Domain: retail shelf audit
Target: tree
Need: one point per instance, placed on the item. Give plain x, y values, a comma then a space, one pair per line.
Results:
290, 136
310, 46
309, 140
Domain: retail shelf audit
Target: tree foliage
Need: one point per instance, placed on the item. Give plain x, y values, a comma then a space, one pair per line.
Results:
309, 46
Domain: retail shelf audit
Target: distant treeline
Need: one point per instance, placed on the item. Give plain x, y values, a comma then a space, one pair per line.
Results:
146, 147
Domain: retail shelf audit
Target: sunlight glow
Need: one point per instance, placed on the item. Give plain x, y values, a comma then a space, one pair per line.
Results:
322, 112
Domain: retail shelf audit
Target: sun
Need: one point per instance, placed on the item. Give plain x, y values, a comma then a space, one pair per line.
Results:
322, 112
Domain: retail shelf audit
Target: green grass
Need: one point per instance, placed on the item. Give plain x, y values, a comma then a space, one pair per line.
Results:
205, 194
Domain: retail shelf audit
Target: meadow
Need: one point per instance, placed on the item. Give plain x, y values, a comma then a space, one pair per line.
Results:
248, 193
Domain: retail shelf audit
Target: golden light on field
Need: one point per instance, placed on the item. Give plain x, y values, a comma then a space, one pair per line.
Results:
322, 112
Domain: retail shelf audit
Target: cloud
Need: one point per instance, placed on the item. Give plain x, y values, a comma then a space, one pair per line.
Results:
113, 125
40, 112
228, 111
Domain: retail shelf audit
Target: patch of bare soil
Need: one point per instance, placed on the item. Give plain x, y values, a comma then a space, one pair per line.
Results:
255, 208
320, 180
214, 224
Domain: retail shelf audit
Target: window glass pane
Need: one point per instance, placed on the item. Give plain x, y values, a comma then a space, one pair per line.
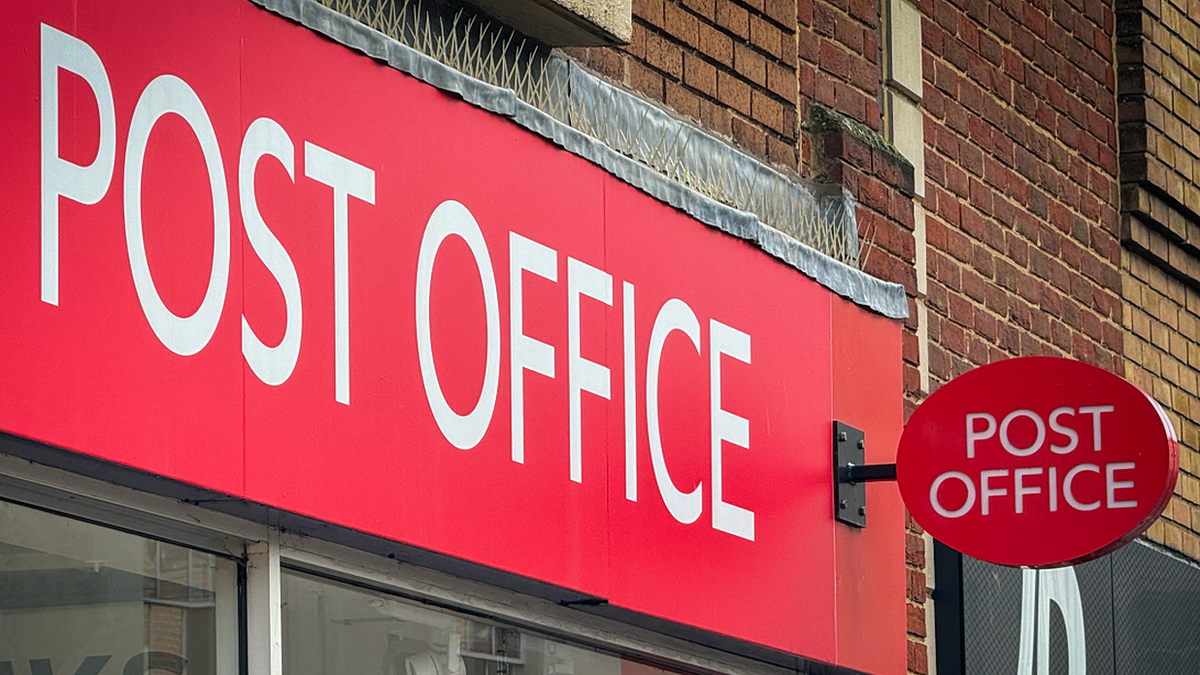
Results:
82, 599
331, 629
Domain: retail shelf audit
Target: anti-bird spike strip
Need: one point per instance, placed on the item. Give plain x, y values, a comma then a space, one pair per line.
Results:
498, 55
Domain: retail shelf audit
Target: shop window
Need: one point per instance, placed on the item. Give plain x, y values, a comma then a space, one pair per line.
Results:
83, 599
330, 628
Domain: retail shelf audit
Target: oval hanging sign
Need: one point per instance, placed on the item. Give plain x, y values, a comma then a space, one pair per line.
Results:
1037, 461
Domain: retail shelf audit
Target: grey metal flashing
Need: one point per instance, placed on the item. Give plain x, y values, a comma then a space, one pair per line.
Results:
882, 297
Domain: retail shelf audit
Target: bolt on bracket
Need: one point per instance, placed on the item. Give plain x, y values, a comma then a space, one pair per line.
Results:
851, 475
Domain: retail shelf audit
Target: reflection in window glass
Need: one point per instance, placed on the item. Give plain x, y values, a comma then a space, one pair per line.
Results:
333, 629
84, 599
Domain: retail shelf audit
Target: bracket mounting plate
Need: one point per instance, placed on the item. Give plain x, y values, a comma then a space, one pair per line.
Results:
850, 499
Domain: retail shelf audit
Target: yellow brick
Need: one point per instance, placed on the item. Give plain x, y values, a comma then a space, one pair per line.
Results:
1170, 370
1188, 381
1157, 531
1191, 488
1181, 404
1150, 302
1188, 326
1173, 536
1139, 323
1191, 544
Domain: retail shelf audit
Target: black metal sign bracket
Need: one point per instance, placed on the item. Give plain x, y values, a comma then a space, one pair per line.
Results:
851, 473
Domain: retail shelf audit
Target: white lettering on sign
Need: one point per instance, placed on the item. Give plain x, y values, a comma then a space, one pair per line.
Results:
526, 353
165, 95
1017, 487
61, 178
274, 365
451, 219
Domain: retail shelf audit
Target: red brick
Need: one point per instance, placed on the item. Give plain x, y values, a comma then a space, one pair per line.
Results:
682, 24
651, 11
749, 137
700, 75
646, 81
714, 43
750, 65
682, 101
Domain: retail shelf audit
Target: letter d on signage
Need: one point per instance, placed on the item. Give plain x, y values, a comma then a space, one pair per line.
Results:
61, 178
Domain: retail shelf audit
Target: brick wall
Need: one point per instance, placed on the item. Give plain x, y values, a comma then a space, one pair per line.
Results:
1021, 226
727, 65
1159, 114
749, 70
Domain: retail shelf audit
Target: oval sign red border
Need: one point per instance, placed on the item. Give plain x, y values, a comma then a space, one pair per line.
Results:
1037, 461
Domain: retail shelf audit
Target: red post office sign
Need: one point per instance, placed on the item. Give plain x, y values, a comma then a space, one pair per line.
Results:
241, 256
1037, 461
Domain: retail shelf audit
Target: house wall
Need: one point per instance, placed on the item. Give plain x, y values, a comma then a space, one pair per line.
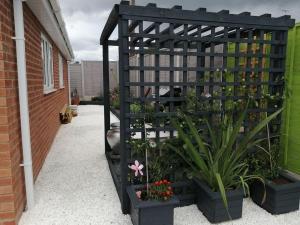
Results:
87, 78
44, 110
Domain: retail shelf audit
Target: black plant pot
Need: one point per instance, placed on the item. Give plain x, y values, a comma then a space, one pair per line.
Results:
280, 198
150, 212
212, 206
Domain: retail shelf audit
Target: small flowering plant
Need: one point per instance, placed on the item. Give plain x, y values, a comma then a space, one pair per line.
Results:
159, 190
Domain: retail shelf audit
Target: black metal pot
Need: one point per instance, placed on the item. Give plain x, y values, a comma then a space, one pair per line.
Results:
280, 198
151, 212
211, 204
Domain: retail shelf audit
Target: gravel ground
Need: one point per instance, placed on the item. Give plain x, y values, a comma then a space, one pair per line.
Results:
75, 186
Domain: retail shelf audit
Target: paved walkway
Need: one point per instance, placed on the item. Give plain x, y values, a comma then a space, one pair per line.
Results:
75, 186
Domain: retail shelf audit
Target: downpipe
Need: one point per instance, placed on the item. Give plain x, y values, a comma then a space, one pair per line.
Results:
23, 101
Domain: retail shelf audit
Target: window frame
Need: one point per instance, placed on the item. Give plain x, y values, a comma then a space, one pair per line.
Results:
47, 64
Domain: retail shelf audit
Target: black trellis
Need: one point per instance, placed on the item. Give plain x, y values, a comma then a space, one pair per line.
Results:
225, 57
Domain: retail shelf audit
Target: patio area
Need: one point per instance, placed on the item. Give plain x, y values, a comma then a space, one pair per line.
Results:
75, 185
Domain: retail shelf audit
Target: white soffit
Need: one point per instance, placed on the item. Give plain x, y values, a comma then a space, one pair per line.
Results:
48, 14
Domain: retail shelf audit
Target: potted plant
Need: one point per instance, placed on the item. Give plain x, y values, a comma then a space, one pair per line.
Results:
150, 204
282, 190
217, 160
153, 205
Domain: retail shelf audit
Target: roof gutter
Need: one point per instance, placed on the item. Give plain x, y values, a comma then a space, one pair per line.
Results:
23, 101
57, 13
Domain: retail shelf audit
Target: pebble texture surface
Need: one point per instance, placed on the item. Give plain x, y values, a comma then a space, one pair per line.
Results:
75, 186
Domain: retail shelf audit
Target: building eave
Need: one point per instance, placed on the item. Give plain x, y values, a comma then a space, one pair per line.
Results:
49, 15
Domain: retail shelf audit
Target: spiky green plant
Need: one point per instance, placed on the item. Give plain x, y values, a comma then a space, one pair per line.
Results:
220, 162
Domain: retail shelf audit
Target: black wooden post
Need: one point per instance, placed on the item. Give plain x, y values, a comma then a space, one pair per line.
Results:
106, 93
124, 110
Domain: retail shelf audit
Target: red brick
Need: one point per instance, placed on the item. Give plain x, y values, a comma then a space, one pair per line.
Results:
43, 125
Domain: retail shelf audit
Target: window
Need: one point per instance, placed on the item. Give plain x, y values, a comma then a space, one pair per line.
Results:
61, 70
47, 58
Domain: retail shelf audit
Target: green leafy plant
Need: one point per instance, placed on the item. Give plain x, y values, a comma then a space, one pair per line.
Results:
159, 190
219, 159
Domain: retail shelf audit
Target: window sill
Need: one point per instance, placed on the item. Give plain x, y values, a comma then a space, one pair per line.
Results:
49, 91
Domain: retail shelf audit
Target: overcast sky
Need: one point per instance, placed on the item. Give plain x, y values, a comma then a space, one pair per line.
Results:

WRITTEN INSTRUCTION: Write out all the records again, exactly, minus any pictures.

ANSWER TO THIS TASK:
Domain: retail shelf audit
Target: tree
Need: one point per instance, placed on the item. Give plain x, y values, a comma then a space, one pair per line.
Results:
290, 136
310, 46
309, 140
Domain: retail shelf audit
Target: tree foliage
Need: one point per instance, placed on the item. Give plain x, y values, a comma then a space, one pair per line.
Results:
309, 46
Domain: retail shelf audit
Target: distant treeline
Need: one point per instance, placed on the item. Give plain x, y values, a comma then a space, one pair per line.
Results:
146, 147
Domain: retail shelf audit
Target: sunlight glow
Need: one point per instance, placed on the item. Give plain x, y values, a comma then a space, one pair per line.
Results:
322, 112
Domain: retail shelf audit
Target: sun
Need: one point per instance, placed on the item. Give plain x, y values, a comma then a space, one pair per line.
Results:
322, 112
Domain: retail shelf audit
Target: green grass
Need: one point per instance, placed on the item. Give plain x, y values, a comma then a space, one pair per line.
Results:
205, 194
Domain: retail shelf audit
Target: meadow
Need: one point per instance, placed on the item. Give plain x, y values, a comma then a space, one pair per line.
Results:
248, 193
Domain: retail shelf audit
Target: golden light on field
Need: one point per instance, placed on the item. Give plain x, y values, a comma then a space, one pair per line.
Results:
322, 112
Domain: retail shelf audit
Target: cloud
Need: one point per instance, placed on the item. Give plain x, y values, a comma then a space, one pair per line.
Results:
113, 125
40, 112
228, 111
Domain: retail shelf audit
Target: patch of bare soil
Need: one point per instance, placed on the item. Give plain x, y values, a comma then a space, one pair per line.
Results:
255, 208
320, 180
214, 224
Domain: retail shelf audit
Target: window glass pane
Need: one point per instance, placed on the item. Give plain x, y values, a comma then a space, one pair per line.
Results:
82, 599
331, 629
Domain: retail shelf audit
Target: anti-bird spike strip
Need: one point per instance, placed on the item. Give plain x, y values, a comma then a space, one pair per line.
Results:
498, 55
Domain: retail shelf audit
Target: shop window
Need: one point per instance, placed on the item. Give plain x, y values, a comma then a space, one pair per line.
Results:
83, 599
330, 628
Domain: retail shelf audit
Target: oval hanging sign
Need: one point per instance, placed on the item. Give plain x, y values, a comma then a space, one pair per line.
Results:
1037, 461
Domain: retail shelf audit
Target: grey metal flashing
Need: one point per instance, placed on the item. Give plain x, y values, a comma then a space, one pair per line.
Results:
882, 297
Domain: retail shelf audit
Target: bolt on bracket
Need: one point per instance, placed on the item. Give plain x, y values, a comma then a space, one pair per line.
Results:
851, 475
Domain: retail shelf audit
Target: reflection in window glass
Need: one point per instance, placed on the item. Give plain x, y values, a comma then a space, one pair per line.
Results:
333, 629
84, 599
Domain: retail shelf audit
Target: bracket mounting plate
Need: one point per instance, placed on the item. Give plain x, y values, a comma then a space, one pair per line.
Results:
850, 499
Domain: retail shelf audit
Target: yellow brick
Need: one point per instance, placed on the item. Give plain x, y values, a comma then a space, one pair per line.
Results:
1170, 370
1188, 381
1157, 531
1191, 488
1181, 404
1150, 302
1188, 326
1173, 536
1139, 323
1191, 544
Domain: retail shelf audit
Target: black metal sign bracket
Need: one point per instance, placed on the item. Give plain x, y values, a comma then a space, one pair per line.
Results:
851, 473
Domain: retail shelf audit
Target: white lettering on sign
Need: one point per instance, placed on the item. Give plain x, y values, a comma then a space, one pair per line.
Results:
526, 353
165, 95
1017, 487
61, 178
274, 365
451, 219
Domain: retail shelf audit
Target: red brick
Need: one point per instance, placed on the item. Give plain x, y values, a comma then a space, one pair per line.
Results:
682, 24
651, 11
749, 137
700, 75
646, 81
714, 43
750, 65
682, 101
Domain: retail shelf audit
Target: letter d on signage
Need: one point per instance, placed on the item. Give plain x, y values, a comma then a space, one pair per line.
Results:
61, 178
Domain: retail shelf audit
Target: brick wall
Need: one point per instance, placed on the item. Give plain x, y values, a comma then a space, one pair per line.
Results:
1021, 226
727, 65
1159, 114
749, 70
Domain: retail shelf audit
Target: oval sign red border
Need: one point per instance, placed on the item. Give plain x, y values, a comma then a space, one pair per line.
Results:
1037, 461
Domain: retail shelf audit
Target: red post office sign
Need: one point per instance, placed on the item. Give plain x, y values, a comma then a space, one pair per line.
Results:
241, 256
1037, 461
Domain: retail shelf audit
Target: house wall
Need: one point per instance, placed on the item. Give plain x, y values, a comma then a space, one pair per line.
Results:
87, 78
44, 110
Domain: retail shelf audit
Target: black plant pot
Need: one point per instance, placed on the item. Give plain x, y values, a comma then a space, one pair per line.
Results:
280, 198
150, 212
212, 206
Domain: retail shelf audit
Target: small flowering plant
Need: one point per instance, placed on the item. Give plain x, y values, a comma then a space, one pair per line.
Results:
159, 190
Domain: retail shelf audit
Target: black metal pot
Need: one point per instance, placed on the item. Give plain x, y values, a comma then a space, one pair per line.
Results:
280, 198
151, 212
211, 204
Domain: retail shelf audit
Target: gravel ground
Need: one point per instance, placed on the item. Give plain x, y values, a comma then a space, one pair per line.
Results:
75, 186
Domain: retail shelf audit
Target: paved walkway
Need: one point per instance, placed on the item. Give plain x, y values, a comma then a space, one pair per line.
Results:
75, 186
Domain: retail shelf audit
Target: downpipe
Need: one point per instance, placed on the item. Give plain x, y values, a comma then a space, one pair per line.
Results:
23, 101
Domain: retail shelf audit
Target: window frame
Need: one point per instance, placed on the item. Give plain x, y values, a comma then a space, one pair per line.
Results:
47, 64
Domain: retail shelf audit
Target: black trellis
Need: one point per instance, placed on the item. Give plain x, y values, a comma then a space, one pair per line.
Results:
225, 57
Domain: retail shelf audit
Target: patio area
Need: one point per instance, placed on the item. Give plain x, y values, a comma then a space, one pair per line.
Results:
75, 185
Domain: retail shelf audit
Target: white soffit
Need: one point per instance, placed on the item. Give plain x, y values, a comma then a space, one pair per line.
Results:
48, 14
Domain: retail shelf audit
Target: potted plant
Need: one point per instance, placed on the item. Give plain x, y values, a comma then a space, one pair per line.
Results:
150, 204
282, 190
217, 160
153, 205
Domain: retail shelf audit
Target: roof gutter
Need: one point per instance, placed on the item. Give plain x, y values, a comma then a space, one pair per line.
Results:
23, 101
57, 13
Domain: retail shelf audit
Target: pebble texture surface
Need: one point per instance, placed on the item. Give plain x, y values, a comma then a space, one pair per line.
Results:
75, 186
Domain: retail shelf audit
Target: building eave
Need: one point per instance, placed on the item. Give plain x, y values, a comma then a space, one pair per line.
Results:
49, 15
Domain: retail shelf audit
Target: spiky green plant
Need: one point per instance, placed on the item. Give plain x, y values, a comma then a space, one pair per line.
Results:
220, 162
Domain: retail shelf audit
Target: black wooden post
Need: one point per instance, placed on the item. Give plain x, y values, a comma then a space, one pair per line.
Results:
106, 93
124, 110
Domain: retail shelf audit
Target: red brick
Need: one point per instance, placed on the item. Give plain x, y values, a comma then a space, one pair per line.
Results:
43, 125
Domain: retail shelf audit
Target: window
Need: one point per instance, placed on the item. Give plain x, y values, a comma then a space, one pair per line.
Results:
61, 70
47, 58
Domain: retail shelf audit
Target: green leafy plant
Need: one point per instance, placed on the item. Give plain x, y values, a comma then a space, one pair per line.
Results:
159, 190
219, 159
Domain: retail shelf audit
Target: window sill
Need: one point per instance, placed on the item. Give plain x, y values, a comma then a space, one pair per line.
Results:
49, 91
Domain: retail shelf audit
Target: overcast sky
Need: one point per instance, placed on the item. Give plain x, y values, a comma then a space, one pair per line.
Results:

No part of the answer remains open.